* TASK DIRECTIONS: Copy out, word for word, the lines starting with the one that contains "Draw the outline of every instance of the bird's folded" and running through the end of the material, both ends included.

Records:
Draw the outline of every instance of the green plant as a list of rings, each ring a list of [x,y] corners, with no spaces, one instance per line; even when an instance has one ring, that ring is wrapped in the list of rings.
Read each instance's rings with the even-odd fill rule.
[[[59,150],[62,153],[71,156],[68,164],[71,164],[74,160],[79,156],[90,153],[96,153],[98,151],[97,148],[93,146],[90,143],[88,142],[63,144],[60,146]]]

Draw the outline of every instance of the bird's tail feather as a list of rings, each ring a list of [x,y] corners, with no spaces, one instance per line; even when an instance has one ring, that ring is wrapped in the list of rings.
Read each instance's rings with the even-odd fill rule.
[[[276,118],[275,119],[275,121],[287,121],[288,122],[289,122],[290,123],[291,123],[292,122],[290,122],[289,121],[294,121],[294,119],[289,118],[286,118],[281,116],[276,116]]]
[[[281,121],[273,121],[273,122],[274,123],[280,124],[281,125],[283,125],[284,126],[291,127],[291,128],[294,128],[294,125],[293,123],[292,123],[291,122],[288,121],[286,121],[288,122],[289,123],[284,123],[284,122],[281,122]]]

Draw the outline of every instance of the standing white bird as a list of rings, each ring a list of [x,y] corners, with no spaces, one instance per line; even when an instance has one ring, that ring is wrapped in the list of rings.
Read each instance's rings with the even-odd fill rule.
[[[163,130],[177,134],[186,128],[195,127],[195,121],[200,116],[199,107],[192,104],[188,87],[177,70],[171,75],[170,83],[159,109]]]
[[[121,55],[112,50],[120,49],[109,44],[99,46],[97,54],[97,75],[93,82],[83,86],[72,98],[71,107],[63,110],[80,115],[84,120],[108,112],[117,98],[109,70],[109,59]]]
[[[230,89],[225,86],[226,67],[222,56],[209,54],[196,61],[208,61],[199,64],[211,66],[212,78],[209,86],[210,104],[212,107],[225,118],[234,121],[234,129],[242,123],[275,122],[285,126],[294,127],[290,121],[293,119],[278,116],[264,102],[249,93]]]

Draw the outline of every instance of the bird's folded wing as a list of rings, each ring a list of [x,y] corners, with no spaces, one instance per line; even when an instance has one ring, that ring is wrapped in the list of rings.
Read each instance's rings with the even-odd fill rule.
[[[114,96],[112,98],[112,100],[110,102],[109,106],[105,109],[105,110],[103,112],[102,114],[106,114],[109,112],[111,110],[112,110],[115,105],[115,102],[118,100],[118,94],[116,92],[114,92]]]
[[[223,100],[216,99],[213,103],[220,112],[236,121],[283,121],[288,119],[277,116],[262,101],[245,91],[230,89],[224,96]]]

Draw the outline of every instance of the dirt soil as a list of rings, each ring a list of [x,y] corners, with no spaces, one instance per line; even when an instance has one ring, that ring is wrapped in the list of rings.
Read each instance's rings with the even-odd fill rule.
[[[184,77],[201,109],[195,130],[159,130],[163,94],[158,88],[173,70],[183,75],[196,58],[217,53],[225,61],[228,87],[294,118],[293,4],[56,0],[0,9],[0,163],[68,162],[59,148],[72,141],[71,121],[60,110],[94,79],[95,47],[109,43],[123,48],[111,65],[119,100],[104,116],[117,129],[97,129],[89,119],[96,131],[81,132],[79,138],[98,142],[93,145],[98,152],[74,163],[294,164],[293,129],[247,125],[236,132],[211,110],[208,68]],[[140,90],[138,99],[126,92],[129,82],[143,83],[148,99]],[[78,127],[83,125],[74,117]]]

* OUTPUT OF THE EXERCISE:
Draw the outline of every instance of the bird's folded wing as a list of rings, each ring a list of [x,y] corners, with no spaces, one instance per line; even when an instance has one ring, that ring is wrapped in the list of rings.
Read each instance's rings with the even-odd fill rule.
[[[114,96],[112,98],[112,100],[110,102],[109,106],[105,109],[105,110],[103,112],[102,114],[106,114],[109,112],[111,110],[112,110],[115,105],[115,102],[118,100],[118,94],[116,92],[114,92]]]
[[[223,100],[216,99],[213,103],[220,112],[236,121],[283,121],[288,119],[277,116],[262,101],[245,91],[230,89],[224,96]]]

Draw the outline of every instance of the dirt soil as a list of rings, each ring a list of [x,y] corners, with no spaces, one instance per line; even when an instance has one ring, that ring is wrapped in the list of rings.
Read each instance's rings with the even-odd fill rule.
[[[184,77],[201,109],[195,130],[159,130],[163,94],[158,88],[173,70],[183,75],[196,58],[217,53],[225,61],[228,87],[294,118],[293,4],[56,0],[0,9],[0,163],[68,162],[59,148],[72,141],[71,121],[60,110],[94,79],[95,47],[109,43],[123,48],[111,65],[119,100],[104,116],[117,129],[97,129],[89,119],[96,131],[81,132],[79,138],[98,142],[93,145],[98,152],[74,163],[294,164],[293,129],[247,125],[236,132],[211,110],[208,68]],[[140,90],[138,99],[126,92],[129,82],[143,83],[148,99]],[[78,127],[83,125],[74,117]]]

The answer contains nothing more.